Dataset:
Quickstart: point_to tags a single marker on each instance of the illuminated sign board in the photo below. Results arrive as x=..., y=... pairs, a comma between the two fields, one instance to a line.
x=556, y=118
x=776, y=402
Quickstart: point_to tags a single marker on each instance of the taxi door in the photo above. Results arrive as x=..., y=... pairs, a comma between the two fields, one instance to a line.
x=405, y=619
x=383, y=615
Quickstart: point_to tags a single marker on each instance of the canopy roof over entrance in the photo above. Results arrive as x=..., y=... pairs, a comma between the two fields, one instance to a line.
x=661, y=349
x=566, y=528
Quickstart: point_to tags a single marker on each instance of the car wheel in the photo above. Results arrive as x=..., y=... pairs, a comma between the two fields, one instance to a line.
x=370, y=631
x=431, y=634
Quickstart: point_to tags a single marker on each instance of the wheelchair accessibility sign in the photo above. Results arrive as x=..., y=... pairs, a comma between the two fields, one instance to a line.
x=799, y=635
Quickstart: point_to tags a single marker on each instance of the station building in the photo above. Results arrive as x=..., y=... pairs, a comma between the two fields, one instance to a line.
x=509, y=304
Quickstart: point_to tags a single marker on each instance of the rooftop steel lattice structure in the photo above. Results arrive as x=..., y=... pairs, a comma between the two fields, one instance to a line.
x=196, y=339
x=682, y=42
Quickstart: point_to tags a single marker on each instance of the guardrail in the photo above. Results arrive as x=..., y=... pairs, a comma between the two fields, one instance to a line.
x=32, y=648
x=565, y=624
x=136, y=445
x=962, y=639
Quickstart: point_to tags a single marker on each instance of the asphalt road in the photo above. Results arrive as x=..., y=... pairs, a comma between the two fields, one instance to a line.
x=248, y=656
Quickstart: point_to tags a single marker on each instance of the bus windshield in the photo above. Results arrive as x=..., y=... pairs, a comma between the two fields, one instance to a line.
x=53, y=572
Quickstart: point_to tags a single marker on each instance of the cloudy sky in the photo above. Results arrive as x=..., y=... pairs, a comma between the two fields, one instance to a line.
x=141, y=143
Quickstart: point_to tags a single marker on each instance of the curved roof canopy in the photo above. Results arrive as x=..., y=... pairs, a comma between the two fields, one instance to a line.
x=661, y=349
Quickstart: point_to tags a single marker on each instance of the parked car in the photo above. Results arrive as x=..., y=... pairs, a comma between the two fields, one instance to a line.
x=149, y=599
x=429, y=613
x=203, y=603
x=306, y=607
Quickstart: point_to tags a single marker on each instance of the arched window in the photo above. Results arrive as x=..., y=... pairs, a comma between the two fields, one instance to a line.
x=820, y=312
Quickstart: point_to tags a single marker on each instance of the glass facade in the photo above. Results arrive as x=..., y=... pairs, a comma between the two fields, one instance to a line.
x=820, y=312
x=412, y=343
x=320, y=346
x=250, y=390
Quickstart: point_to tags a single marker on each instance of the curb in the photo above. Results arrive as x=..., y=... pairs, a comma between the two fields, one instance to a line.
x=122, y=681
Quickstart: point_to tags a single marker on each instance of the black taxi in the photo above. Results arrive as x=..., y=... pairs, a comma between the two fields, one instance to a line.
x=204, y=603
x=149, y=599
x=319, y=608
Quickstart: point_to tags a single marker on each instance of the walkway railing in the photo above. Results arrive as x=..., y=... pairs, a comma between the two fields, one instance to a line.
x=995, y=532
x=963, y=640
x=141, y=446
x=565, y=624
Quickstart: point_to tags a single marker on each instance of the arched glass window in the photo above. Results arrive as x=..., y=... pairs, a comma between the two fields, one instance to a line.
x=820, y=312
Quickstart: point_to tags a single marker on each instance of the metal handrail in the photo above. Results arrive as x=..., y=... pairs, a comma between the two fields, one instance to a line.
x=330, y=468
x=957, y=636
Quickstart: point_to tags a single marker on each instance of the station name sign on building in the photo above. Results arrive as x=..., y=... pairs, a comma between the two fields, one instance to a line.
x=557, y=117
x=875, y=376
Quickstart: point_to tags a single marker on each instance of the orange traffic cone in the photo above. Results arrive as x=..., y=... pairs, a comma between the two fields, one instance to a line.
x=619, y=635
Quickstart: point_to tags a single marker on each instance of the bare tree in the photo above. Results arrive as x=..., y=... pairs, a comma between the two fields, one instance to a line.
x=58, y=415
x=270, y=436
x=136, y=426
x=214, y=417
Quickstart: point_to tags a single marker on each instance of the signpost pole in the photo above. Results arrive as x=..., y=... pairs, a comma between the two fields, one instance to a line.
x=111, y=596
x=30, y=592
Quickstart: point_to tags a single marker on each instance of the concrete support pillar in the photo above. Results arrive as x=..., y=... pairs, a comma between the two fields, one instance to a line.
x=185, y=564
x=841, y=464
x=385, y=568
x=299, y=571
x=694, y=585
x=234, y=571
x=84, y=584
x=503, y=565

Problem description: Convert every record above into a two-column CSV with the header text,reply, one row per record. Put each record's wording under text and its reply under reply, quoting each field and replacing line breaks with spaces.

Exercise output:
text,reply
"Quickstart: point_to tags a single marker on each instance of the illuminated sign board in the photo below. Results arrive as x=..., y=... pairs, a comma between the two fields, one instance to a line.","x=556, y=118 x=776, y=402"
"Quickstart: point_to tags a single marker on each instance of the taxi door in the photo above. Results arrive as x=..., y=... pairs, a comma between the two fields, one instance to a line.","x=405, y=619 x=383, y=615"
"Quickstart: point_to tags a single marker on each instance of the canopy roof over entrance in the photo above. Results arrive as x=..., y=... pairs, a comma between the two fields, one instance to a line.","x=661, y=349 x=566, y=528"
"Quickstart: point_to tags a single marker on each instance of the car wheel in the photo above. Results arrive as x=..., y=... pairs, a comma between the two fields, one instance to a line.","x=370, y=631 x=431, y=634"
"Quickstart: point_to tags a single marker on each instance of the wheelchair accessibility sign in the photo above. Results arrive as x=..., y=... pairs, a comma between the two fields, one instance to a line.","x=799, y=635"
"Quickstart: point_to tags a single marker on each instance of the station building in the photo above. Results arrive as x=..., y=... pairs, a comma between the two fields, one instance to a line.","x=509, y=304"
"Quickstart: point_to tags a single marker on each instance of the rooftop steel lattice structure in the photo above. Results arrive as x=..., y=... pairs, a comma between the two fields, one instance to a line.","x=196, y=339 x=682, y=42"
"Quickstart: point_to tags a single marker on each instance of the guardrail in the photo above. Results arrive as x=..., y=... pairs, a comma between the two fields, one instance to a line.","x=32, y=648 x=565, y=624 x=136, y=445 x=962, y=639"
"Quickstart: point_to tags a single marker on each instance of the asphalt road in the photo above. Results arrive as x=..., y=... pairs, a comma between the two fields, one instance to a line.","x=248, y=656"
"Quickstart: point_to tags a single marker on each instance of the bus windshield in the photo above. Results arrive as x=..., y=... pairs, a comma between the two fields, one instance to a line.","x=53, y=572"
"Quickstart: point_to tags a single marker on each instance of the cloudy sky in the photo above. Results arrive as x=..., y=... pairs, a comma between the two fields, one instance to a line.","x=141, y=143"
"Quickstart: point_to tags a single marker on each instance of the curved roof canopy in the photo above. Results arrive as x=..., y=... pairs, a comma between the two fields, one instance to a line.","x=661, y=349"
"Quickstart: point_to tags a single marker on each instance of the parked car in the photo above. Results arrive as x=..., y=... pairs, a comma between the two fields, one instance to a line.","x=149, y=599 x=429, y=613 x=203, y=603 x=306, y=607"
"Quickstart: point_to tags a single marker on each instance of the arched window in the photo above. Results arrive as x=..., y=... pairs, a comma between the two fields, one instance to a line.","x=820, y=312"
"Quickstart: point_to tags a single marker on each instance of the glass facade in the photo above. Results arrive as x=..., y=... pairs, a comma between the two fields, one instance to a line.","x=820, y=312 x=412, y=343 x=320, y=346 x=250, y=390"
"Quickstart: point_to tags a single marker on each instance of the curb in the photo above. Results arrive as x=..., y=... pairs, a comma between the two fields, one instance to a line.","x=122, y=681"
"Quickstart: point_to tags a single marker on each instance of the black taxi in the photo above. Results arrive as x=..., y=... pairs, a comma between the two fields, one instance to a line.","x=204, y=603 x=149, y=599 x=319, y=608"
"Quickstart: point_to tags a single marker on each instance of the walkway railing in the photo above. Results arrive as x=..., y=... pairs, a comma between the two fields, one instance to a line.","x=995, y=532 x=963, y=640 x=141, y=446 x=565, y=624"
"Quickstart: point_to tags a single marker on each instance of the arched glass window in the photo above. Results arrive as x=..., y=... pairs, a comma between the two fields, one instance to a line.","x=820, y=312"
"Quickstart: point_to tags a single marker on each instance of the metal handrail in the photo above. Results arrive as x=..., y=... pairs, a comma between the two fields, one instance to a line.","x=330, y=468 x=957, y=636"
"Quickstart: point_to tags a single marker on each instance of the station name sign on building in the photo above. Results arrive as x=..., y=... pairs, a comma between the two fields, one instance to a line.","x=557, y=117 x=875, y=376"
"Quickstart: point_to tags a single marker on each instance of the orange traffic cone in the photo above. Results arrive as x=..., y=... pairs, a comma between the two fields, one instance to a line.","x=619, y=635"
"Quickstart: point_to tags a single marker on each instance of the bare tree in the photo above. Results arrive as x=..., y=... pairs, a comma between the two fields, one instance to a line.","x=58, y=415 x=270, y=436 x=136, y=426 x=214, y=417"
"Quickstart: point_to tags a single marker on each instance of the signpost pole in the photo above. Results arrive as x=..., y=... pairs, a comma between the two fields, one instance to a line.","x=111, y=596 x=30, y=592"
"Quickstart: point_to tags a single marker on each instance of the concrete support pillar in the photo above. Results arrive as x=..., y=... pairs, a comma between the two fields, one instance to a line.","x=185, y=564 x=841, y=464 x=385, y=568 x=299, y=571 x=694, y=585 x=234, y=571 x=84, y=584 x=503, y=565"